- Written task: Give the stretch of the listing from its start through the line with "Category: ceiling fan light fixture" as a Markdown table with two columns, No. and Listing line. Skip blank lines and leave out the pictures.

>> START Record excerpts

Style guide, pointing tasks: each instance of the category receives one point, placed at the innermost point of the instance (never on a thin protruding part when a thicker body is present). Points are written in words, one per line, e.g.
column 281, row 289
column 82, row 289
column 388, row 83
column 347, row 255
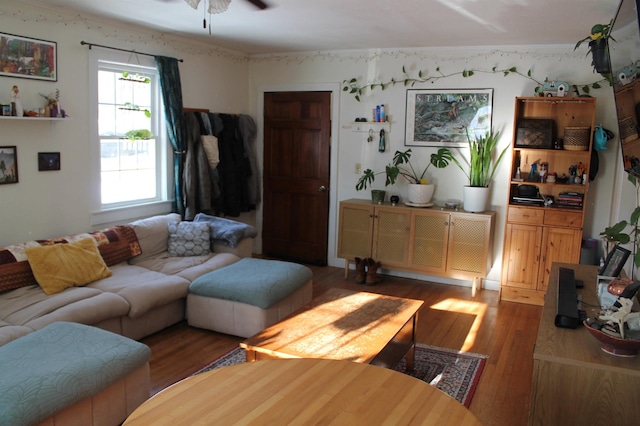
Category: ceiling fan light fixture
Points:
column 193, row 3
column 218, row 6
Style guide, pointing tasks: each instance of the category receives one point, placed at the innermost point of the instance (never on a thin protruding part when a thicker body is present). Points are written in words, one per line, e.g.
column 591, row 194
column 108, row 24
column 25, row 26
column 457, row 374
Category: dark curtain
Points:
column 172, row 96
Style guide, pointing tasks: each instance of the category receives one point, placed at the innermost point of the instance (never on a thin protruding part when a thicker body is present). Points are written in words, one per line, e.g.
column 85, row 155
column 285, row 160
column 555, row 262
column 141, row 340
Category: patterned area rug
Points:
column 453, row 372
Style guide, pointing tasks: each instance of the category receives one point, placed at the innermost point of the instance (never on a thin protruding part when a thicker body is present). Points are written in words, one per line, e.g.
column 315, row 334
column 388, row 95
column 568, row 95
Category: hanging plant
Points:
column 128, row 106
column 135, row 78
column 134, row 135
column 599, row 48
column 358, row 89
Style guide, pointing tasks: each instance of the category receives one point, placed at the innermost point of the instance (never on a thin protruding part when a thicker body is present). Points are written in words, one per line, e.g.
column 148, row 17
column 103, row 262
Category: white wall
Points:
column 348, row 147
column 50, row 204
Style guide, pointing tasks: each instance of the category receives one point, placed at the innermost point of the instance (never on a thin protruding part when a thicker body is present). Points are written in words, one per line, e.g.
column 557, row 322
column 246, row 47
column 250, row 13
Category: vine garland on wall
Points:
column 358, row 89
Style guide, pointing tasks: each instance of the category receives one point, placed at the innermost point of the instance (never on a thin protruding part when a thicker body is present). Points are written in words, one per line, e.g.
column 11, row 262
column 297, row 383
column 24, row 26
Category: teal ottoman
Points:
column 248, row 296
column 69, row 373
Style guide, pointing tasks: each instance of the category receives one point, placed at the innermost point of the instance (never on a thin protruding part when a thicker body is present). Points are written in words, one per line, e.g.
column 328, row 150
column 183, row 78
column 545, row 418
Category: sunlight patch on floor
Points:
column 465, row 307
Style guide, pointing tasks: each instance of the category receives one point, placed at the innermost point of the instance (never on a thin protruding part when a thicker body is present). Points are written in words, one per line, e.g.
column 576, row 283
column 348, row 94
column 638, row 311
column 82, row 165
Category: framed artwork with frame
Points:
column 28, row 57
column 441, row 117
column 616, row 259
column 8, row 165
column 48, row 161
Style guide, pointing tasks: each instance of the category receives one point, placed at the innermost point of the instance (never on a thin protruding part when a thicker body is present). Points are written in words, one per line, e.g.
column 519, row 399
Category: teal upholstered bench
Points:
column 248, row 296
column 68, row 373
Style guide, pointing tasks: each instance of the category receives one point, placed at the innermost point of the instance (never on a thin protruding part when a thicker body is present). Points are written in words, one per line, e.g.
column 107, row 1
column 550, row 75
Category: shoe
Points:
column 361, row 273
column 372, row 269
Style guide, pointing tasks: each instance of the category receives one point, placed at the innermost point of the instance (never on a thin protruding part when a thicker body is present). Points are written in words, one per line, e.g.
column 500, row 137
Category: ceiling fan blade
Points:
column 259, row 4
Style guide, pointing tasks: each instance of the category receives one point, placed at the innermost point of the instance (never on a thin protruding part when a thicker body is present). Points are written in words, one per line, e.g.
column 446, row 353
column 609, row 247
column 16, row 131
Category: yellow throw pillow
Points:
column 61, row 266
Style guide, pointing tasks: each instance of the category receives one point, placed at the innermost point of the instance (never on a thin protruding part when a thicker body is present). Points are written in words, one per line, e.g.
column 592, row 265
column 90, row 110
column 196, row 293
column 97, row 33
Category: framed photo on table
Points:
column 616, row 259
column 28, row 57
column 441, row 117
column 8, row 165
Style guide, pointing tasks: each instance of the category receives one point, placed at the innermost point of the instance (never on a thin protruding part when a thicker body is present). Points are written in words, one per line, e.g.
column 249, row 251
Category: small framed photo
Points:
column 8, row 165
column 48, row 161
column 28, row 57
column 616, row 259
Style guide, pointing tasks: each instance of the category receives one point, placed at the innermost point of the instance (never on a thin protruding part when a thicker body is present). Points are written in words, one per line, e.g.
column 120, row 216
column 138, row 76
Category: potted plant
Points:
column 482, row 167
column 401, row 166
column 626, row 232
column 599, row 48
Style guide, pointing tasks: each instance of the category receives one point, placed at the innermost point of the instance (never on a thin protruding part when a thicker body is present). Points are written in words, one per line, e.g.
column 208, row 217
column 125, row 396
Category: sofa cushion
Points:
column 153, row 235
column 31, row 307
column 190, row 267
column 188, row 239
column 226, row 231
column 10, row 332
column 115, row 244
column 15, row 271
column 61, row 266
column 143, row 289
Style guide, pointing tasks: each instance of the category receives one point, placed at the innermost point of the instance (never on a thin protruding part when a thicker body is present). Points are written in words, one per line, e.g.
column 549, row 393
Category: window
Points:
column 131, row 129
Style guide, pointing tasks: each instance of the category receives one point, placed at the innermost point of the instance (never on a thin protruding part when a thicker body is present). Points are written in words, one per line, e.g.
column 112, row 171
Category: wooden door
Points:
column 297, row 139
column 558, row 245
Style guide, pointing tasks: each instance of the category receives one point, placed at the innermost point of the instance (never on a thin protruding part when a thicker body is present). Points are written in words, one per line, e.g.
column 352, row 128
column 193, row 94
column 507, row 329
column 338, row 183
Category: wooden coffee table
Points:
column 344, row 325
column 301, row 392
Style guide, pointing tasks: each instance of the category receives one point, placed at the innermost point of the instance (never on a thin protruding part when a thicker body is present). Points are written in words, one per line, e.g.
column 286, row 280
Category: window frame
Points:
column 121, row 211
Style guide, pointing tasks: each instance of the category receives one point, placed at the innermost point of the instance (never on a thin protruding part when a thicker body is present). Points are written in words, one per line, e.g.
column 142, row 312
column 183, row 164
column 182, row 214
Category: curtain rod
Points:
column 84, row 43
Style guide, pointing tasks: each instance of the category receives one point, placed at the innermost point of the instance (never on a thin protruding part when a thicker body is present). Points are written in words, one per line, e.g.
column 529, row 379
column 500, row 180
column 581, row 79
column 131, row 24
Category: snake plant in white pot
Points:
column 482, row 167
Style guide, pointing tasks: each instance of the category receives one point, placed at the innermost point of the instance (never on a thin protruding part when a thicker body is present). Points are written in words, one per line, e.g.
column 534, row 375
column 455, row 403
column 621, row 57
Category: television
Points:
column 624, row 58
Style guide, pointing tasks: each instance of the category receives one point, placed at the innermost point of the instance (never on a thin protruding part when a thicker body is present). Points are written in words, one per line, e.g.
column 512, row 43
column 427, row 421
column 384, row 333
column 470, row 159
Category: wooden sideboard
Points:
column 574, row 381
column 432, row 241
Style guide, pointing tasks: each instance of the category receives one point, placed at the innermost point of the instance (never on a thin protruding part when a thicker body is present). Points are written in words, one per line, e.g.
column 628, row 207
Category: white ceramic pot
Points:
column 475, row 199
column 420, row 194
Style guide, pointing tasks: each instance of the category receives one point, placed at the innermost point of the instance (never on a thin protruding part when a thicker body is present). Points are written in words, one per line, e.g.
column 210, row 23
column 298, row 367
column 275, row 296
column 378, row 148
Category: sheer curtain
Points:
column 172, row 96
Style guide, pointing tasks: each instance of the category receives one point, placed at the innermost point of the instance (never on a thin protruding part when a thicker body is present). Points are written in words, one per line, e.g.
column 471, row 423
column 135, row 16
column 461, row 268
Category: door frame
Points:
column 334, row 88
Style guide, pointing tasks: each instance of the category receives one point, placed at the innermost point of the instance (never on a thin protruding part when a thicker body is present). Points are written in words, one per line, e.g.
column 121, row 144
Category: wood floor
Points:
column 450, row 318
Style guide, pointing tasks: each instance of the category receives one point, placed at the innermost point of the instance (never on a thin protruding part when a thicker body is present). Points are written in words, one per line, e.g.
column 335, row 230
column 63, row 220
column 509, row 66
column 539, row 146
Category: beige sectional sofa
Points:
column 144, row 294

>> END Record excerpts

- Written answer:
| No. | Listing line |
|---|---|
| 1 | Style guide, pointing tasks: each instance of the category receives one point, placed at the innermost point of the instance (never on a thin protruding part when a thicker body is present). Points are written in words, one per line, e.g. |
| 2 | column 281, row 289 |
| 3 | column 82, row 289 |
| 4 | column 388, row 83 |
| 5 | column 347, row 255 |
| 6 | Category: ceiling fan light fixture |